-- Exercise --
Could you copy each of the items below word for word, keeping every line unchanged?

>> start Records for this exercise

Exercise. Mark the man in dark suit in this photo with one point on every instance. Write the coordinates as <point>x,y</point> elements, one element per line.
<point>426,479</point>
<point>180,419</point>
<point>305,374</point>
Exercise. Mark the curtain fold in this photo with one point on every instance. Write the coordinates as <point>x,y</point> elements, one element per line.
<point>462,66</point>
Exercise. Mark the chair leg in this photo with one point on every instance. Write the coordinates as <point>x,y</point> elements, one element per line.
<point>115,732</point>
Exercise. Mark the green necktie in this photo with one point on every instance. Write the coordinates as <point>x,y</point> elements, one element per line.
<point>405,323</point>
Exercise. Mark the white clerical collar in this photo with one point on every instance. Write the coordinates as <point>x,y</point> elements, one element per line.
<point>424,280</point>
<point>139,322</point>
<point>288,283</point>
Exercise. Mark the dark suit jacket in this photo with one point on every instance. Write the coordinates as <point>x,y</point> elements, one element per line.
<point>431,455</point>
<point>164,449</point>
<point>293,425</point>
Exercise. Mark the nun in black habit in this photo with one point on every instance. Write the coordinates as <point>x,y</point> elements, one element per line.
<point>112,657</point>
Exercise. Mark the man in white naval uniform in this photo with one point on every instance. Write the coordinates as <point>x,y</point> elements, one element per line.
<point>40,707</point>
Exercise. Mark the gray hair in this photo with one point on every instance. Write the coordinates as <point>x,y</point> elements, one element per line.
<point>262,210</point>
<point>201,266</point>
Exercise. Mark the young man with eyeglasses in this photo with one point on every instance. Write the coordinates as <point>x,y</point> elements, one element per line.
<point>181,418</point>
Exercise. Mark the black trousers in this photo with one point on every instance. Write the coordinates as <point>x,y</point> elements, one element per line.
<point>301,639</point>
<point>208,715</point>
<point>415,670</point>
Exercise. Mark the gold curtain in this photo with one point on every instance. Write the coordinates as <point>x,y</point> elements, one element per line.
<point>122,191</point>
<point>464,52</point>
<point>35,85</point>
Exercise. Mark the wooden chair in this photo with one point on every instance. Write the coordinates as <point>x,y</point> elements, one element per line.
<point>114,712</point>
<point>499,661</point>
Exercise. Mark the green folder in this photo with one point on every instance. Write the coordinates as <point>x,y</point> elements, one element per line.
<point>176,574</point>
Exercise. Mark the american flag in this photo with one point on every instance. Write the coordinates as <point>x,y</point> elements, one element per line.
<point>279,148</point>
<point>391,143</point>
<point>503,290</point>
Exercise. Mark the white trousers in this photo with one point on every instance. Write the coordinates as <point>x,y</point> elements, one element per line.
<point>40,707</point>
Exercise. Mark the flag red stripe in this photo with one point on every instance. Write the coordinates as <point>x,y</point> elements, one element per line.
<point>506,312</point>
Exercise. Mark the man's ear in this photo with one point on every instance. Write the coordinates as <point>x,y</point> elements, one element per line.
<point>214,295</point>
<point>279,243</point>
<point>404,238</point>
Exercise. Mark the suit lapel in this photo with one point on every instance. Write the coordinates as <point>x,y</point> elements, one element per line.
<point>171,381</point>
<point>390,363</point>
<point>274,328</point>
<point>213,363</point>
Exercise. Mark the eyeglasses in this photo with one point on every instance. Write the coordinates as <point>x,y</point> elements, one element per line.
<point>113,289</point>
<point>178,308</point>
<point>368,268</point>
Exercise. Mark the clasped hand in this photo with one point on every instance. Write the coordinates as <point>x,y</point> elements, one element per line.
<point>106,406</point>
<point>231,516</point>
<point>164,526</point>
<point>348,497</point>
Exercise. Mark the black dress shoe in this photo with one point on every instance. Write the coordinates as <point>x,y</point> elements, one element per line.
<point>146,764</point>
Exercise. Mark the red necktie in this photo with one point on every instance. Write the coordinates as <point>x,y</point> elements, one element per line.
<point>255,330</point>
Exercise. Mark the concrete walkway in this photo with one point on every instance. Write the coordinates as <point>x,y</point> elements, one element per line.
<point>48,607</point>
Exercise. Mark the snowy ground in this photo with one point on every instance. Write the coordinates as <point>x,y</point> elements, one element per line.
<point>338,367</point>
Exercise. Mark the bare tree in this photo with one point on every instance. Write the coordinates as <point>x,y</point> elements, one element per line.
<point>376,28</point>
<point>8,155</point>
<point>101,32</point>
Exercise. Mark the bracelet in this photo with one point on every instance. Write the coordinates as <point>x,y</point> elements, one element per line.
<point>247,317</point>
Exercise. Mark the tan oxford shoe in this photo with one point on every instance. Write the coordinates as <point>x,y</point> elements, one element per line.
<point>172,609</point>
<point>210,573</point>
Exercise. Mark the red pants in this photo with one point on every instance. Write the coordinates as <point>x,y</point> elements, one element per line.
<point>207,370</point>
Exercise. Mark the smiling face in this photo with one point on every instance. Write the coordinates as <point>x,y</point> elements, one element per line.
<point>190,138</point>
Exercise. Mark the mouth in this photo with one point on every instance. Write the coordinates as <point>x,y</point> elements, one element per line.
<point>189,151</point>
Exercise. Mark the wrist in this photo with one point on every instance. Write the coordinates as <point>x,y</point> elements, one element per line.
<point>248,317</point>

>> end Records for this exercise

-- Written answer --
Exercise. Mark the man in dark suit in this photo with one point on every instance. Write the coordinates as <point>x,y</point> elements, one element per line.
<point>426,479</point>
<point>180,419</point>
<point>305,374</point>
Exercise. Mark the curtain fold in this photo with one point on every instance. Write the coordinates as <point>x,y</point> elements, one element per line.
<point>462,66</point>
Exercise. Mark the chair leg in this photo with one point on every instance. Write the coordinates as <point>x,y</point> elements, one element per line.
<point>115,732</point>
Exercise. Mark the green necktie in this photo with one point on every instance. Write the coordinates as <point>x,y</point> elements, one element per line.
<point>405,323</point>
Exercise. Mark the white clerical collar in this photo with one point on every instance. Write the coordinates as <point>x,y</point> elements, one element per line.
<point>424,280</point>
<point>139,322</point>
<point>288,283</point>
Exercise. Mark the dark suit jacket in this photo with one point on every instance. Write the coordinates as <point>x,y</point> elements, one element per line.
<point>431,455</point>
<point>164,449</point>
<point>293,425</point>
Exercise. Mark the nun in black habit in this photo with one point on every instance. Write the coordinates as <point>x,y</point> elements, one element per line.
<point>112,657</point>
Exercise. Mark the man in white naval uniform in this photo with one point on every instance. Write the coordinates as <point>x,y</point> elements, one element per line.
<point>40,707</point>
Exercise. Mark the gray hair in this photo with one point on every instance. Write the coordinates as <point>x,y</point> elements, one element per line.
<point>262,210</point>
<point>201,266</point>
Exercise. Mark the young man with eyeglasses in this photo with one point on every instance. Write the coordinates as <point>x,y</point> elements, one element per line.
<point>181,418</point>
Exercise. Mark the black trousers in this photo with one point on every instance. Write the coordinates as <point>x,y</point> elements, one element per line.
<point>301,639</point>
<point>208,715</point>
<point>415,670</point>
Exercise. Mark the gold curtain in this photo with one point on every instance. Write the coordinates as <point>x,y</point> elements, one element per line.
<point>122,191</point>
<point>464,52</point>
<point>35,85</point>
Exercise. Mark the wooden chair in this photo with one point on every instance. Write the coordinates as <point>x,y</point> elements, one element per line.
<point>114,712</point>
<point>499,661</point>
Exercise. Mark the green folder in this photo with one point on every instance. Write the coordinates as <point>x,y</point> elements, one element per line.
<point>176,574</point>
Exercise. Mark the american flag in this photo with one point on every instance. Write the coordinates as <point>x,y</point> elements, one element per line.
<point>279,148</point>
<point>391,143</point>
<point>503,290</point>
Exercise. Mark the white trousers in this photo with one point on every instance. Write the coordinates as <point>x,y</point> elements, one element per line.
<point>40,707</point>
Exercise. Mark the flag red stripe in this photo with one point on every instance. Write the coordinates as <point>x,y</point> elements, one element per line.
<point>506,312</point>
Exercise. Mark the man's ear in this photo with one point on every instance. Write the coordinates as <point>x,y</point> elements, one element per line.
<point>214,295</point>
<point>279,243</point>
<point>404,238</point>
Exercise. Mark the suit lapel in this photo with one point on every instance. Write the coordinates as <point>x,y</point> elements, one element per line.
<point>171,381</point>
<point>390,363</point>
<point>274,328</point>
<point>213,363</point>
Exercise. Mark the eyeglasses in this photo with one point on every instance. Write the coordinates as <point>x,y</point> elements, one element per line.
<point>113,289</point>
<point>178,308</point>
<point>368,268</point>
Exercise. Mark the clasped hand in this photo with one point on every instance. Write the coordinates as <point>x,y</point> elements, one element per line.
<point>106,406</point>
<point>231,516</point>
<point>164,526</point>
<point>348,497</point>
Exercise. Mark the black dress shoe in this photo with one point on every instance. Write the coordinates as <point>x,y</point> elements, one element per line.
<point>146,764</point>
Exercise. Mark the red necktie in this photo with one point on every instance. Write the coordinates as <point>x,y</point> elements, one element per line.
<point>255,330</point>
Exercise. Mark the concrete walkway in this photo with one point on every instance. Write the coordinates as <point>x,y</point> elements, one element per line.
<point>48,607</point>
Exercise. Mark the snowy ground in this photo with one point on every instance. Write the coordinates as <point>x,y</point> elements, one element per line.
<point>338,367</point>
Exercise. Mark the bare tree in this photo with one point on every instance. Write the coordinates as <point>x,y</point> elements, one element per line.
<point>376,28</point>
<point>8,155</point>
<point>101,32</point>
Exercise. Mark the bracelet in this photo with one point on every instance. Write the coordinates as <point>x,y</point> elements, one element per line.
<point>247,317</point>
Exercise. Mark the tan oxford shoe in this photo with one point on every instance. Write the coordinates as <point>x,y</point> elements, one element per line.
<point>172,609</point>
<point>210,573</point>
Exercise. Mark the red pants in this photo with one point on every instance. Write the coordinates as <point>x,y</point> elements, one element per line.
<point>207,370</point>
Exercise. Mark the smiling face in this photo with one point on every instance. Write the coordinates as <point>x,y</point> elements, one element per line.
<point>190,138</point>
Exercise. Mark the mouth in this photo with one point on every instance. Write the coordinates as <point>x,y</point> elements, one element per line.
<point>189,151</point>
Exercise. Mark the wrist in this photo with one point on every instance. Write the coordinates as <point>x,y</point> elements, one element per line.
<point>248,317</point>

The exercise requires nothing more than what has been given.